» INSTRUÇÃO 1
Extraia do texto sobre as crianças de Gaza o trecho que vai de "Samour acrescenta que" até "das crianças palestinas.", inclusive.
» INSTRUÇÃO 2
Liste todas as porcentagens mencionadas no texto sobre as crianças de Gaza.
» INSTRUÇÃO 3
Responda com base no texto sobre as crianças de Gaza:
(a) Quantas crianças por mês o hospital de Samour vem recebendo?
(b) Segundo Samour, qual é a única esperança para aliviar as crianças de Gaza?
(c) Que instituição dirigiu o estudo citado?

» TEXTO DO EXERCÍCIO
--------------------------------------------------
Samour relata que seu hospital vem recebendo cerca de 33 crianças por mês, número que supõe um aumento de 30% sobre o ano anterior. Samour sublinha que cerca de 47% das crianças sofrem traumas psicológicos sem que suas famílias se dêem conta. "As crianças de Gaza não são crianças que vivem vidas normais. Vivem com sofrimentos psicológicos imensos, fruto das práticas da ocupação israelense, e isso tem um impacto negativo em suas vidas, em seu bem-estar psicológico e em sua adaptação à vida", disse.
Samour acrescenta que as cenas e imagens de morte, destruição, tanques, ambulâncias, crianças bombardeadas, bulldozers arrancando árvores, funerais de assassinados e aviões que lançam mísseis sobre as casas, junto a fumaça que se eleva depois - tudo o que vêem tanto pela televisão como nos fatos que presenciam ao seu redor -, afetam gravemente a situação nervosa e psicológica das crianças palestinas.
Samour afirma que a única esperança para aliviar as crianças de Gaza desta realidade "espantosa" é o fim da ocupação. De acordo com um estudo dirigido pelo Programa de Saúde Mental da Comunidade de Gaza, cada criança palestina tem se visto exposta a mais de nove situações traumáticas. O estudo diz que 95,6% das crianças já viram imagens de feridos e assassinados, e que 95% tem sido gravemente atingida pelo estrondo das explosões após o lançamento de mísseis.
--------------------------------------------------
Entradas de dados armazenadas
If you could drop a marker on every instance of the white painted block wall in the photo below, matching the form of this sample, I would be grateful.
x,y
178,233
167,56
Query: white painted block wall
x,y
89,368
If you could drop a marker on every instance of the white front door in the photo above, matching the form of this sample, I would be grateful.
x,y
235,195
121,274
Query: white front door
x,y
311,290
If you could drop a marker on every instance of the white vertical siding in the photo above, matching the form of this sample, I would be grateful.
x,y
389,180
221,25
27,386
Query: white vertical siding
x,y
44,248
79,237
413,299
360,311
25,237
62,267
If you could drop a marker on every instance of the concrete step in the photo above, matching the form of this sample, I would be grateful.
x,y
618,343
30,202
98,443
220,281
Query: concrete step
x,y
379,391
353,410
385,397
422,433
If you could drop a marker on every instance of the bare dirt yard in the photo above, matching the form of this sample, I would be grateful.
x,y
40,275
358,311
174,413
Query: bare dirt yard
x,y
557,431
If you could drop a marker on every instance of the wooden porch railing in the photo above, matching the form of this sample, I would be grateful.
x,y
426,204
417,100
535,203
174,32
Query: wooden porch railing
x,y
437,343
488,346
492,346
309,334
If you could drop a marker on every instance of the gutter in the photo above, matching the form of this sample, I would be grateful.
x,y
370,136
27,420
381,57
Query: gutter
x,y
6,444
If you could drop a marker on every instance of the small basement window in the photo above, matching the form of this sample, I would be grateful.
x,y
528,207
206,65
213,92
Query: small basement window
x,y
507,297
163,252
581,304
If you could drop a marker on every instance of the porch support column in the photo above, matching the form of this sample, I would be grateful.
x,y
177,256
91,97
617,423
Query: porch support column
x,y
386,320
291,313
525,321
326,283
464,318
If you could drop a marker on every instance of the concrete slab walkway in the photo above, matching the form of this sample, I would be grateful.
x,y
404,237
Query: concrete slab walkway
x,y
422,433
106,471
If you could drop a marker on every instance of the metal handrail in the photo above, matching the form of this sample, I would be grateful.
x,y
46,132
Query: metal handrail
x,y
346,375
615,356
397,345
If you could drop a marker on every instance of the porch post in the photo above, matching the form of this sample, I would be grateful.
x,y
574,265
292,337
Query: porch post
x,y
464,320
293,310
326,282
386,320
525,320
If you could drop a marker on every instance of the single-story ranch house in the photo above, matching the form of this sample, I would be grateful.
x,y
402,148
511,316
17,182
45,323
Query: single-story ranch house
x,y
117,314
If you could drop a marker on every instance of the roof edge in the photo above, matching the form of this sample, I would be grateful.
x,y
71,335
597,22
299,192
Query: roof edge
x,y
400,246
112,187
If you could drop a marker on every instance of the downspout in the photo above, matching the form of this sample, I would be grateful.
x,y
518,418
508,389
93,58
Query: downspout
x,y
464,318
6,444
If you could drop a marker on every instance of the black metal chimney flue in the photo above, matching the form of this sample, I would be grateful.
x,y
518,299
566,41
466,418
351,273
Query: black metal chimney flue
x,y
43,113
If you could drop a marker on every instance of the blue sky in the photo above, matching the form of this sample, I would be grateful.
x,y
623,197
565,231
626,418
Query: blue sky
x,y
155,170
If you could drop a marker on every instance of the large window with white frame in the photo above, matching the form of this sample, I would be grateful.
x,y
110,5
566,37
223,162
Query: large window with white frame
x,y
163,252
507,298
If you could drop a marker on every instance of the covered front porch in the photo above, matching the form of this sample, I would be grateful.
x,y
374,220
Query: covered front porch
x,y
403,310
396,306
--------------------------------------------------
» RESPOSTA 1
Samour acrescenta que as cenas e imagens de morte, destruição, tanques, ambulâncias, crianças bombardeadas, bulldozers arrancando árvores, funerais de assassinados e aviões que lançam mísseis sobre as casas, junto a fumaça que se eleva depois - tudo o que vêem tanto pela televisão como nos fatos que presenciam ao seu redor -, afetam gravemente a situação nervosa e psicológica das crianças palestinas.

» RESPOSTA 2
30%
47%
95,6%
95%

» RESPOSTA 3
(a) Cerca de 33 crianças por mês.
(b) O fim da ocupação.
(c) O Programa de Saúde Mental da Comunidade de Gaza.